Data to process =
%%
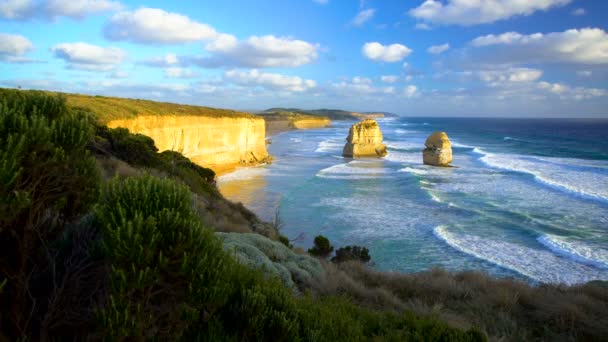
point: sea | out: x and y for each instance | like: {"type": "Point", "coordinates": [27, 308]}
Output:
{"type": "Point", "coordinates": [526, 198]}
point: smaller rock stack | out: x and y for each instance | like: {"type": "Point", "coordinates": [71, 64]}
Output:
{"type": "Point", "coordinates": [438, 151]}
{"type": "Point", "coordinates": [364, 140]}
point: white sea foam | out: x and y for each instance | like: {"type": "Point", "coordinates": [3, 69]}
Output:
{"type": "Point", "coordinates": [540, 265]}
{"type": "Point", "coordinates": [330, 145]}
{"type": "Point", "coordinates": [243, 174]}
{"type": "Point", "coordinates": [576, 250]}
{"type": "Point", "coordinates": [414, 171]}
{"type": "Point", "coordinates": [558, 174]}
{"type": "Point", "coordinates": [352, 170]}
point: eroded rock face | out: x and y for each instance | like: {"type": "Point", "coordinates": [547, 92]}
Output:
{"type": "Point", "coordinates": [438, 151]}
{"type": "Point", "coordinates": [208, 141]}
{"type": "Point", "coordinates": [364, 140]}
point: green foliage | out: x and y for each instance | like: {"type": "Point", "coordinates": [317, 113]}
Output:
{"type": "Point", "coordinates": [349, 253]}
{"type": "Point", "coordinates": [322, 247]}
{"type": "Point", "coordinates": [166, 269]}
{"type": "Point", "coordinates": [47, 178]}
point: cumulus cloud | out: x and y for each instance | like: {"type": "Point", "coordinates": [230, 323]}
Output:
{"type": "Point", "coordinates": [467, 12]}
{"type": "Point", "coordinates": [438, 49]}
{"type": "Point", "coordinates": [410, 91]}
{"type": "Point", "coordinates": [156, 26]}
{"type": "Point", "coordinates": [257, 52]}
{"type": "Point", "coordinates": [168, 60]}
{"type": "Point", "coordinates": [13, 47]}
{"type": "Point", "coordinates": [584, 46]}
{"type": "Point", "coordinates": [84, 56]}
{"type": "Point", "coordinates": [385, 53]}
{"type": "Point", "coordinates": [363, 16]}
{"type": "Point", "coordinates": [177, 72]}
{"type": "Point", "coordinates": [269, 80]}
{"type": "Point", "coordinates": [52, 9]}
{"type": "Point", "coordinates": [389, 78]}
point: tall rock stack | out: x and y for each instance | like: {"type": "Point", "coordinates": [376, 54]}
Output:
{"type": "Point", "coordinates": [364, 140]}
{"type": "Point", "coordinates": [438, 151]}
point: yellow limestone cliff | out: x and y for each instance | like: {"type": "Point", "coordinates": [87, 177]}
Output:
{"type": "Point", "coordinates": [364, 140]}
{"type": "Point", "coordinates": [214, 142]}
{"type": "Point", "coordinates": [438, 151]}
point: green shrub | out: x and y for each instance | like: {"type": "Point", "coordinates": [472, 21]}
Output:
{"type": "Point", "coordinates": [47, 178]}
{"type": "Point", "coordinates": [322, 247]}
{"type": "Point", "coordinates": [349, 253]}
{"type": "Point", "coordinates": [166, 269]}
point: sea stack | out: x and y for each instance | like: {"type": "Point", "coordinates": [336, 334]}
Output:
{"type": "Point", "coordinates": [438, 151]}
{"type": "Point", "coordinates": [364, 140]}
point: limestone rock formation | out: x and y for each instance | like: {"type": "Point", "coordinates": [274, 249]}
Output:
{"type": "Point", "coordinates": [212, 142]}
{"type": "Point", "coordinates": [364, 140]}
{"type": "Point", "coordinates": [438, 151]}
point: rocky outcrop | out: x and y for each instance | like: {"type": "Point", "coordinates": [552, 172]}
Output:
{"type": "Point", "coordinates": [214, 142]}
{"type": "Point", "coordinates": [438, 151]}
{"type": "Point", "coordinates": [364, 140]}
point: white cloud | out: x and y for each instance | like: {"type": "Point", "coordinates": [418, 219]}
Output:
{"type": "Point", "coordinates": [257, 52]}
{"type": "Point", "coordinates": [13, 47]}
{"type": "Point", "coordinates": [389, 78]}
{"type": "Point", "coordinates": [423, 26]}
{"type": "Point", "coordinates": [269, 80]}
{"type": "Point", "coordinates": [52, 9]}
{"type": "Point", "coordinates": [156, 26]}
{"type": "Point", "coordinates": [84, 56]}
{"type": "Point", "coordinates": [176, 72]}
{"type": "Point", "coordinates": [579, 11]}
{"type": "Point", "coordinates": [438, 49]}
{"type": "Point", "coordinates": [168, 60]}
{"type": "Point", "coordinates": [584, 46]}
{"type": "Point", "coordinates": [472, 12]}
{"type": "Point", "coordinates": [363, 16]}
{"type": "Point", "coordinates": [385, 53]}
{"type": "Point", "coordinates": [584, 73]}
{"type": "Point", "coordinates": [410, 91]}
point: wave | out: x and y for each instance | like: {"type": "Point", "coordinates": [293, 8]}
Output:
{"type": "Point", "coordinates": [330, 145]}
{"type": "Point", "coordinates": [562, 174]}
{"type": "Point", "coordinates": [243, 174]}
{"type": "Point", "coordinates": [352, 171]}
{"type": "Point", "coordinates": [414, 171]}
{"type": "Point", "coordinates": [540, 265]}
{"type": "Point", "coordinates": [576, 250]}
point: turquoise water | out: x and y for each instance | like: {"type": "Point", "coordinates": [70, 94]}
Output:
{"type": "Point", "coordinates": [527, 198]}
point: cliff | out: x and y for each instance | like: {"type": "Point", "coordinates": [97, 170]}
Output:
{"type": "Point", "coordinates": [214, 142]}
{"type": "Point", "coordinates": [438, 151]}
{"type": "Point", "coordinates": [285, 121]}
{"type": "Point", "coordinates": [364, 140]}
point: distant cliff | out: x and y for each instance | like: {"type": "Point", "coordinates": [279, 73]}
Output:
{"type": "Point", "coordinates": [210, 137]}
{"type": "Point", "coordinates": [284, 121]}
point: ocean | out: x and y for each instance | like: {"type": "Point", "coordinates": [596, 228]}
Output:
{"type": "Point", "coordinates": [527, 198]}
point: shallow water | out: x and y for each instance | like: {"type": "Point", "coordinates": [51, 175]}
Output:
{"type": "Point", "coordinates": [528, 198]}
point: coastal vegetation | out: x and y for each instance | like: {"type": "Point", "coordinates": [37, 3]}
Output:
{"type": "Point", "coordinates": [103, 237]}
{"type": "Point", "coordinates": [130, 257]}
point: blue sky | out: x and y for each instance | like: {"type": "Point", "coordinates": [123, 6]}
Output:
{"type": "Point", "coordinates": [537, 58]}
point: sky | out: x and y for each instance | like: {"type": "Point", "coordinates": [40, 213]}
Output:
{"type": "Point", "coordinates": [481, 58]}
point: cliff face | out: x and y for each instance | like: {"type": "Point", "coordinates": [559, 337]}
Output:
{"type": "Point", "coordinates": [438, 151]}
{"type": "Point", "coordinates": [214, 142]}
{"type": "Point", "coordinates": [364, 140]}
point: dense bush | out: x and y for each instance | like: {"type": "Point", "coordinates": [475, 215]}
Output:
{"type": "Point", "coordinates": [350, 253]}
{"type": "Point", "coordinates": [322, 247]}
{"type": "Point", "coordinates": [167, 270]}
{"type": "Point", "coordinates": [47, 179]}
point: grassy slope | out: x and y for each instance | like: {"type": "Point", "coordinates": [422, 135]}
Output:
{"type": "Point", "coordinates": [110, 108]}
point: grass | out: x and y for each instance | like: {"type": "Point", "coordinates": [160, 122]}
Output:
{"type": "Point", "coordinates": [111, 108]}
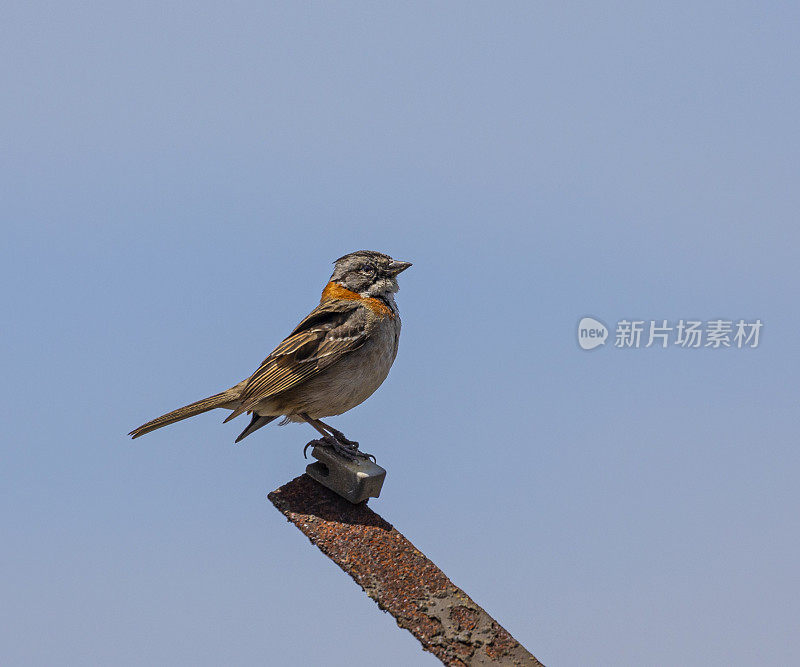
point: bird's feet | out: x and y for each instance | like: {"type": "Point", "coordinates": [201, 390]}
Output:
{"type": "Point", "coordinates": [342, 446]}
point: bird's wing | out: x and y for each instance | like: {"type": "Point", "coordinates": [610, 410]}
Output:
{"type": "Point", "coordinates": [330, 331]}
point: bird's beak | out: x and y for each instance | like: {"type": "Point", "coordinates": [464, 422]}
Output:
{"type": "Point", "coordinates": [396, 267]}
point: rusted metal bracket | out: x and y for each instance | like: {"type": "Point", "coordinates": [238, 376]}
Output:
{"type": "Point", "coordinates": [400, 578]}
{"type": "Point", "coordinates": [354, 480]}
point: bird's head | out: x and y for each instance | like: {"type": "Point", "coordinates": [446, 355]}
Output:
{"type": "Point", "coordinates": [368, 273]}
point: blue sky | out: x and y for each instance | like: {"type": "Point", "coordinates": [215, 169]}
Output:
{"type": "Point", "coordinates": [175, 183]}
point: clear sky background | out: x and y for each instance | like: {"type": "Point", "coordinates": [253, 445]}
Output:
{"type": "Point", "coordinates": [176, 179]}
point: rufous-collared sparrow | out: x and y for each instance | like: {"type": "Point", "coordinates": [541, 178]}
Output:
{"type": "Point", "coordinates": [333, 360]}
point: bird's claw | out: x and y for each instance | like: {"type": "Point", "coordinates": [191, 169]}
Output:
{"type": "Point", "coordinates": [342, 446]}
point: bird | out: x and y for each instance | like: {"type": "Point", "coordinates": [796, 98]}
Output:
{"type": "Point", "coordinates": [332, 361]}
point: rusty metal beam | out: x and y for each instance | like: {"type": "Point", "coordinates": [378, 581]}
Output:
{"type": "Point", "coordinates": [400, 578]}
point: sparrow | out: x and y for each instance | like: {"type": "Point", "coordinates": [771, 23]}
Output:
{"type": "Point", "coordinates": [331, 362]}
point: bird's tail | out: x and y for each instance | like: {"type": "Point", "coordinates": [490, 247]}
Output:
{"type": "Point", "coordinates": [225, 399]}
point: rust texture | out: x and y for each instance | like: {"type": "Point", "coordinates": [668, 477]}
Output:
{"type": "Point", "coordinates": [399, 577]}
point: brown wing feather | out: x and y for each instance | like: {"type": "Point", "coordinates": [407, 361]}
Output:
{"type": "Point", "coordinates": [330, 331]}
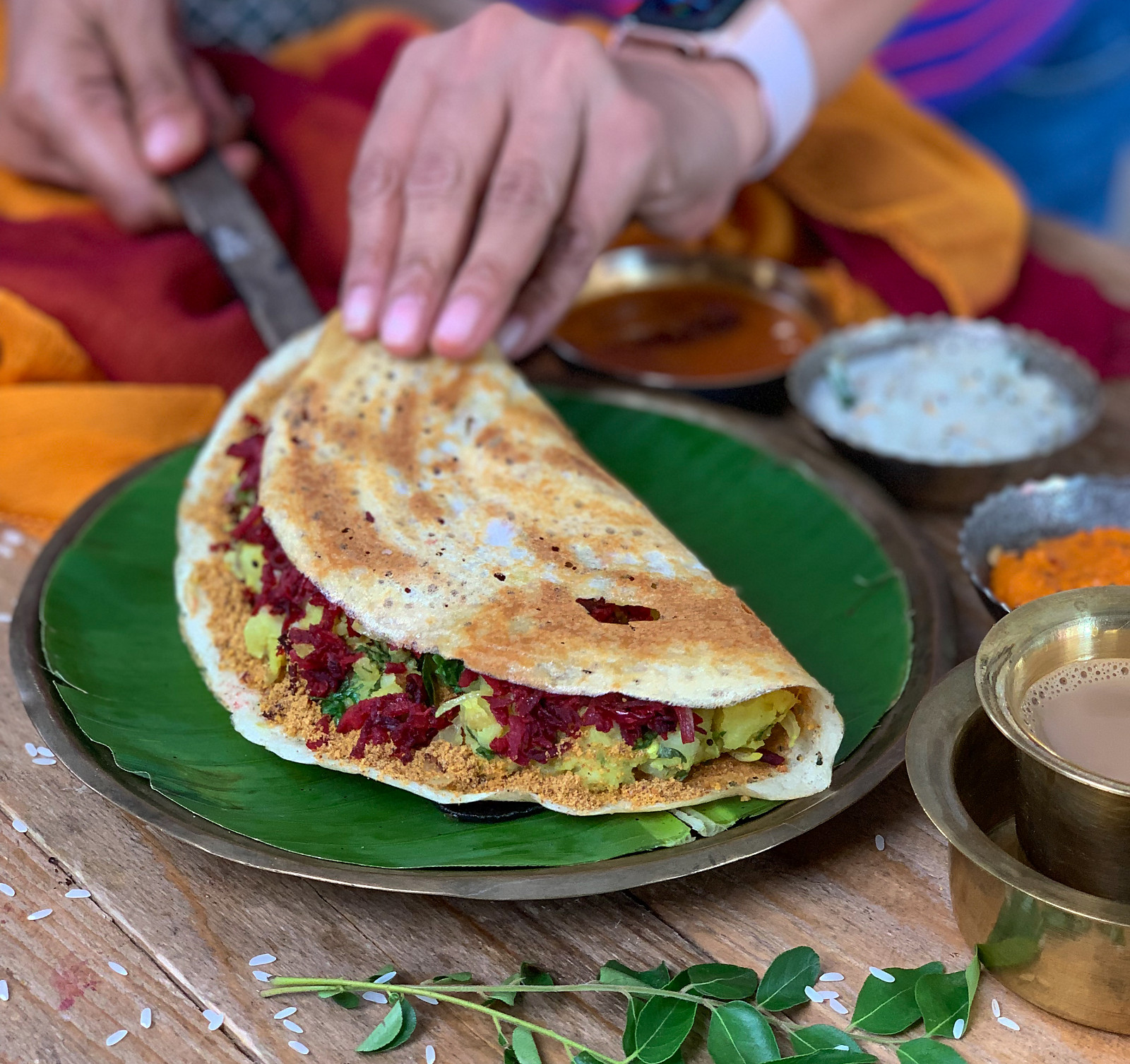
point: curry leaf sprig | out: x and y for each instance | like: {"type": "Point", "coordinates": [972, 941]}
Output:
{"type": "Point", "coordinates": [745, 1013]}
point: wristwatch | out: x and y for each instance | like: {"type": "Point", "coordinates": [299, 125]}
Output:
{"type": "Point", "coordinates": [761, 35]}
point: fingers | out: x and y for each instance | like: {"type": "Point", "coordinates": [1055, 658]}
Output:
{"type": "Point", "coordinates": [619, 156]}
{"type": "Point", "coordinates": [376, 190]}
{"type": "Point", "coordinates": [167, 118]}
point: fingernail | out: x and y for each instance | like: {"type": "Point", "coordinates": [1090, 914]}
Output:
{"type": "Point", "coordinates": [401, 321]}
{"type": "Point", "coordinates": [359, 311]}
{"type": "Point", "coordinates": [164, 141]}
{"type": "Point", "coordinates": [458, 321]}
{"type": "Point", "coordinates": [511, 335]}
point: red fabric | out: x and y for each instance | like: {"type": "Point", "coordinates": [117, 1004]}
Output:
{"type": "Point", "coordinates": [156, 309]}
{"type": "Point", "coordinates": [1065, 307]}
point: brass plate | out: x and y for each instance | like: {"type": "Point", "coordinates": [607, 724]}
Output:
{"type": "Point", "coordinates": [879, 755]}
{"type": "Point", "coordinates": [1066, 951]}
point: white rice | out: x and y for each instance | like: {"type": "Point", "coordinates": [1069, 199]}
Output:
{"type": "Point", "coordinates": [963, 398]}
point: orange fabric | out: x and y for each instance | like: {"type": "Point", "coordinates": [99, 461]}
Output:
{"type": "Point", "coordinates": [870, 164]}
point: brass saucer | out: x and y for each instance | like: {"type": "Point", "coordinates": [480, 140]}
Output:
{"type": "Point", "coordinates": [1066, 951]}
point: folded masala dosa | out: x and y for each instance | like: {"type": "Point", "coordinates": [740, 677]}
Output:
{"type": "Point", "coordinates": [410, 569]}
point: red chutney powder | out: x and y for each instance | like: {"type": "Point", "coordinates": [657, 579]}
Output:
{"type": "Point", "coordinates": [538, 724]}
{"type": "Point", "coordinates": [1092, 557]}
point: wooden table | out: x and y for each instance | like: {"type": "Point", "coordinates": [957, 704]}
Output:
{"type": "Point", "coordinates": [184, 924]}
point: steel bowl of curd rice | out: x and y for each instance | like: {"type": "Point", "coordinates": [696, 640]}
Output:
{"type": "Point", "coordinates": [943, 410]}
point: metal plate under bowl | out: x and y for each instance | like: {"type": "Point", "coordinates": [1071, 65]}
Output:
{"type": "Point", "coordinates": [879, 755]}
{"type": "Point", "coordinates": [1016, 518]}
{"type": "Point", "coordinates": [1066, 951]}
{"type": "Point", "coordinates": [650, 268]}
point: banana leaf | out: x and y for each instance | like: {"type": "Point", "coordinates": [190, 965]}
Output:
{"type": "Point", "coordinates": [802, 562]}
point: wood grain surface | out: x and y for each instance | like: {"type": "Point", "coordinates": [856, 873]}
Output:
{"type": "Point", "coordinates": [184, 924]}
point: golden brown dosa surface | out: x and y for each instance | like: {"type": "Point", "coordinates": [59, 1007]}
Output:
{"type": "Point", "coordinates": [489, 521]}
{"type": "Point", "coordinates": [282, 719]}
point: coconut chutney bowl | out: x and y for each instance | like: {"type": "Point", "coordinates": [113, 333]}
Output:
{"type": "Point", "coordinates": [1020, 516]}
{"type": "Point", "coordinates": [924, 472]}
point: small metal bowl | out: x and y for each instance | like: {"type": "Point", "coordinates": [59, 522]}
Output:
{"type": "Point", "coordinates": [657, 267]}
{"type": "Point", "coordinates": [1061, 949]}
{"type": "Point", "coordinates": [1018, 517]}
{"type": "Point", "coordinates": [939, 485]}
{"type": "Point", "coordinates": [1074, 824]}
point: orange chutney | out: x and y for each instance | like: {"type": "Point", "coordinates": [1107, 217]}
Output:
{"type": "Point", "coordinates": [1093, 557]}
{"type": "Point", "coordinates": [691, 331]}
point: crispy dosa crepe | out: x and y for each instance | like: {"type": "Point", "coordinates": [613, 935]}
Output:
{"type": "Point", "coordinates": [458, 540]}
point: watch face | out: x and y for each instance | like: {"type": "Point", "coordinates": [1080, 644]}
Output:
{"type": "Point", "coordinates": [691, 15]}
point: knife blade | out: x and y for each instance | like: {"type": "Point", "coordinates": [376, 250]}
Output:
{"type": "Point", "coordinates": [220, 211]}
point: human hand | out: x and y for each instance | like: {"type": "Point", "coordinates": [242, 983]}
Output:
{"type": "Point", "coordinates": [103, 97]}
{"type": "Point", "coordinates": [506, 154]}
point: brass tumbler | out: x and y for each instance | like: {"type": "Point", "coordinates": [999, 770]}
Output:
{"type": "Point", "coordinates": [1073, 824]}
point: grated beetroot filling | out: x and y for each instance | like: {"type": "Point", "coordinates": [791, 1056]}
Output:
{"type": "Point", "coordinates": [540, 724]}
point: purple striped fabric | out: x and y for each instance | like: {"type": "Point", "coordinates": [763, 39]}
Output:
{"type": "Point", "coordinates": [949, 48]}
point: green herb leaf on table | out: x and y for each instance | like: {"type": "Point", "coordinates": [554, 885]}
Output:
{"type": "Point", "coordinates": [523, 1047]}
{"type": "Point", "coordinates": [527, 975]}
{"type": "Point", "coordinates": [926, 1051]}
{"type": "Point", "coordinates": [890, 1007]}
{"type": "Point", "coordinates": [821, 1036]}
{"type": "Point", "coordinates": [388, 1030]}
{"type": "Point", "coordinates": [945, 1000]}
{"type": "Point", "coordinates": [621, 975]}
{"type": "Point", "coordinates": [661, 1027]}
{"type": "Point", "coordinates": [783, 983]}
{"type": "Point", "coordinates": [834, 1056]}
{"type": "Point", "coordinates": [740, 1035]}
{"type": "Point", "coordinates": [723, 981]}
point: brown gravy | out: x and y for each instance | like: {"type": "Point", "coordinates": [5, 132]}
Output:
{"type": "Point", "coordinates": [1082, 713]}
{"type": "Point", "coordinates": [704, 329]}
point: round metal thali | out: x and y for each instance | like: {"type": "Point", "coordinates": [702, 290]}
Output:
{"type": "Point", "coordinates": [932, 654]}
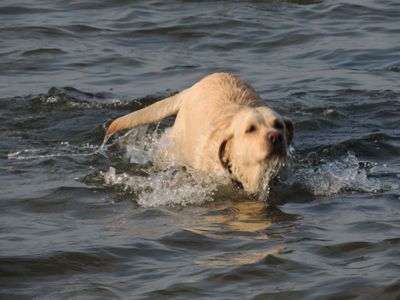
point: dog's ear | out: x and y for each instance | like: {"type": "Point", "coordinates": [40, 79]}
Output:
{"type": "Point", "coordinates": [289, 130]}
{"type": "Point", "coordinates": [224, 153]}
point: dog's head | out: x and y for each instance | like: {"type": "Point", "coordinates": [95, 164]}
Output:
{"type": "Point", "coordinates": [256, 139]}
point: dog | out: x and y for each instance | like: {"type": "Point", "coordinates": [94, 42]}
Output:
{"type": "Point", "coordinates": [221, 126]}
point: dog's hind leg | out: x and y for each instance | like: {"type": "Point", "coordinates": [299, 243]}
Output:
{"type": "Point", "coordinates": [150, 114]}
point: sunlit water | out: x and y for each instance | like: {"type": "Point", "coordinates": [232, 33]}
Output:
{"type": "Point", "coordinates": [81, 221]}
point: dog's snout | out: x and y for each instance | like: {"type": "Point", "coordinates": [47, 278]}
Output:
{"type": "Point", "coordinates": [275, 137]}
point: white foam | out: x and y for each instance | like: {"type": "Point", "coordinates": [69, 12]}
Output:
{"type": "Point", "coordinates": [62, 149]}
{"type": "Point", "coordinates": [171, 187]}
{"type": "Point", "coordinates": [333, 177]}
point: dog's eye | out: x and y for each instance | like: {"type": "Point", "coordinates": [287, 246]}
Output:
{"type": "Point", "coordinates": [251, 129]}
{"type": "Point", "coordinates": [278, 124]}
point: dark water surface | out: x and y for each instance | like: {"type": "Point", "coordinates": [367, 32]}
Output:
{"type": "Point", "coordinates": [79, 224]}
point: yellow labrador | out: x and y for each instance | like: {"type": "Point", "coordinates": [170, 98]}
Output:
{"type": "Point", "coordinates": [222, 126]}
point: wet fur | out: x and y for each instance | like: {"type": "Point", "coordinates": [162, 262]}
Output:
{"type": "Point", "coordinates": [211, 131]}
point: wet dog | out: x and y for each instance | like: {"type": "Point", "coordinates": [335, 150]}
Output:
{"type": "Point", "coordinates": [222, 126]}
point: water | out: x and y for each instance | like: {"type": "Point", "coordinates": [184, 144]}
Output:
{"type": "Point", "coordinates": [81, 222]}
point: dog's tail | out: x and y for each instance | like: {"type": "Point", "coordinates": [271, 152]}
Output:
{"type": "Point", "coordinates": [150, 114]}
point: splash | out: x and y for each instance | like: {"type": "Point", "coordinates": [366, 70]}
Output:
{"type": "Point", "coordinates": [171, 187]}
{"type": "Point", "coordinates": [62, 149]}
{"type": "Point", "coordinates": [333, 177]}
{"type": "Point", "coordinates": [271, 169]}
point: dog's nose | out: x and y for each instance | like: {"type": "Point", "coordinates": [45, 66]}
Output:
{"type": "Point", "coordinates": [275, 137]}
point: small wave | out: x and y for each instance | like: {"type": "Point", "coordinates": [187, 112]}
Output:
{"type": "Point", "coordinates": [182, 186]}
{"type": "Point", "coordinates": [332, 177]}
{"type": "Point", "coordinates": [62, 149]}
{"type": "Point", "coordinates": [170, 187]}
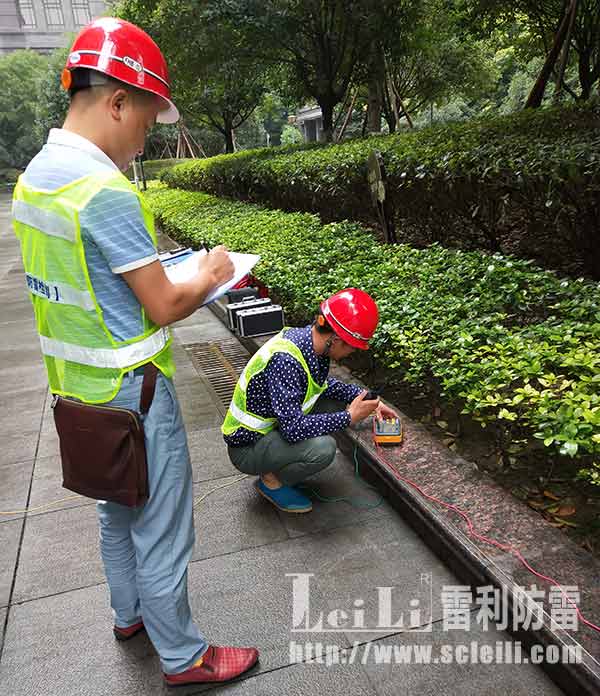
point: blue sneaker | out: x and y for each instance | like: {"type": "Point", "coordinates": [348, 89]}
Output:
{"type": "Point", "coordinates": [286, 498]}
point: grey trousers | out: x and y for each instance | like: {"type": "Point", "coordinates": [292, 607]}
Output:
%%
The count of lines above that include the string "leaf" is the sole expected answer.

Your response =
3